* Required action A:
In the food pantry passage, how many neighborhood families may be served on this Tuesday?
* Required action B:
Retype the stretch of the food pantry passage from "Just as many" through "bulging plastic bags.".

When a woman crosses in front of Boykin’s line of vision,
it’s as though Boykin is awakened from slumber. Her eyes become
lively and scan the small room as if suddenly she realizes
she’s not alone.
It’s Tuesday, one of the busiest days at Albany United Methodist
Society’s food pantry in Arbor Hill. As many as 60 neighborhood
families will be served today alone.
Boykin is one of several women filling a row of eight or so
seats that line the wall across from the waiting-room desk.
Just as many women stand along the side wall and near the
metal double doors. Every time one of the doors is pulled
open by a newcomer, throwing sunlight into the windowless
quarters, another pushes out into the daylight, arms weighed
down by bulging plastic bags.
“Once
I had my son, a lot of things changed, and I needed help,”
Boykin says of the chain of events that ultimately led the
32-year-old mother of two to this pantry. “I hadn’t had a
baby in 10 years, and I didn’t know how much day care was.

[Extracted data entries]
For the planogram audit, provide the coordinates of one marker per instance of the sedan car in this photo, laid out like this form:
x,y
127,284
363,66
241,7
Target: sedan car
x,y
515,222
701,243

* Expected output A:
As many as 60 neighborhood families.

* Expected output B:
Just as many women stand along the side wall and near the
metal double doors. Every time one of the doors is pulled
open by a newcomer, throwing sunlight into the windowless
quarters, another pushes out into the daylight, arms weighed
down by bulging plastic bags.